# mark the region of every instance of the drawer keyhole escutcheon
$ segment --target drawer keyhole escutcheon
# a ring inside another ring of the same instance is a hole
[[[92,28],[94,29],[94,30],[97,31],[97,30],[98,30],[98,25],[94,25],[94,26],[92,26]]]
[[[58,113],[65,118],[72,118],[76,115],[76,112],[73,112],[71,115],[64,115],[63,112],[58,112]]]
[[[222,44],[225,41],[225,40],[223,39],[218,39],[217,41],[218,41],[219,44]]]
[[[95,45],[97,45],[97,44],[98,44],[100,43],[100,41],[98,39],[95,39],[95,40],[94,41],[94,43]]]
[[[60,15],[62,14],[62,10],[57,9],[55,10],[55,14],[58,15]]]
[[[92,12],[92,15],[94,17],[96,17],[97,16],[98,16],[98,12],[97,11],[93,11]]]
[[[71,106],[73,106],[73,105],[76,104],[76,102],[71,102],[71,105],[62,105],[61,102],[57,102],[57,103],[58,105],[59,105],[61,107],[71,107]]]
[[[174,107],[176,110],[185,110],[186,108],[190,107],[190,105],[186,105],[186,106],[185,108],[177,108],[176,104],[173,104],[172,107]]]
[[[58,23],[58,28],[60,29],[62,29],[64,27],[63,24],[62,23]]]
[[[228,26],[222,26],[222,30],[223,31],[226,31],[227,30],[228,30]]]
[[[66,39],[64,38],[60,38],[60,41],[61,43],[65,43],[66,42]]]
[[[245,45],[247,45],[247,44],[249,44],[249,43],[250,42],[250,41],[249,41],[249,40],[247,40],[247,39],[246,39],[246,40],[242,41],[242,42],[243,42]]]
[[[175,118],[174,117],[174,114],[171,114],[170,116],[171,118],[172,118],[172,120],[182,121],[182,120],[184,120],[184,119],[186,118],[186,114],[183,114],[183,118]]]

_Task statement_. Pick out every line above that contains the word "keyhole", treating uppercase and lowercase as distinct.

_Solution to this exercise_.
# mark the region of every instance of the drawer keyhole escutcheon
$ segment --target drawer keyhole escutcheon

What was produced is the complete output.